TEXT EXCERPT:
This repository contains the WikiSem500 dataset described in "Automated Generation of Multilingual Clusters for the Evaluation of Distributed Representations" by Philip Blair, Yuval Merhav, and Joel Barry.
The test groups themselves can be found in wiki-sem-500.tar.gz
(wiki-sem-500-tokenized.tar.gz
is pre-tokenized). The structure of the archive is as follows:
wiki-sem-500
├── de
│ ├── Q101352.txt
│ ├── Q105000.txt
│ ├── Q1061151.txt
│ ├── Q1065118.txt
│ ...
├── en
│ ├── Q101352.txt
│ ...
├── es
│ ├── Q101352.txt
│ ...
├── ja
│ ├── Q101352.txt
│ ...
├── zh
│ ├── Q101352.txt
│ ...
Note that while many classes are available in multiple languages, there are many that are not.
Each file contains a cluster, followed by a sequence of one or more outliers:
$ cat en/Q1060829.txt
Madison_Square_Garden
Walt_Disney_Concert_Hall
Olympia
Kodak_Theatre
Carnegie_Hall
Auditorio_de_Tenerife
Royal_Albert_Hall
Palau_de_la_Música_Catalana
CBGB
Buena_Vista_Social_Club
Arena_di_Verona
Barbican_Centre
RMS
HMHS
To run the evaluation script, navigate to this directory in a virtualenv
and run install_dependencies.py
. The embeddings are driven by a partial
fork of polyglot
.

DATASET EXCERPTS:
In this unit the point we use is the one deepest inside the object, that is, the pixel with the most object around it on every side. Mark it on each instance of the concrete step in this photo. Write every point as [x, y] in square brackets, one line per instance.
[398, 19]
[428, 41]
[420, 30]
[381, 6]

PROBLEMS TO SOLVE:
1. Reproduce the WikiSem500 dataset description, everything from "This repository contains" down to "and Joel Barry.".
2. Extend the WikiSem500 dataset description beyond its final sentence.

RESPONSE LIST:
1.
This repository contains the WikiSem500 dataset described in "Automated Generation of Multilingual Clusters for the Evaluation of Distributed Representations" by Philip Blair, Yuval Merhav, and Joel Barry.

2.
Once the dependencies are installed, unpack the tokenized dataset at a location
of your choice (say, dataset/
). A word2vec binary embedding can then be evaluated as
follows:
(venv2) $ ./evaluate.py -w2v vectors.bin -d dataset/en -b
GloVe and Gensim embeddings are also supported. Here is the full help message for
evaluate.py
:
usage: evaluate.py [-h] (-w2v WORD2VEC | -gv GLOVE | -gs GENSIM) -d DATASET
[-b] [-p] [-goog] [-ci CASE_INSENSITIVE]
Scoring script for outlier detection
optional arguments:
-h, --help show this help message and exit
-w2v WORD2VEC, --word2vec WORD2VEC
Specify word2vec embedding file
-gv GLOVE, --glove GLOVE
Specify GloVe embedding file
-gs GENSIM, --gensim GENSIM
Specify Gensim embedding file
-d DATASET, --dataset DATASET
Path to outlier dataset
-b, --binary Indicates that the embedding file is binary (ignored
for GloVe files)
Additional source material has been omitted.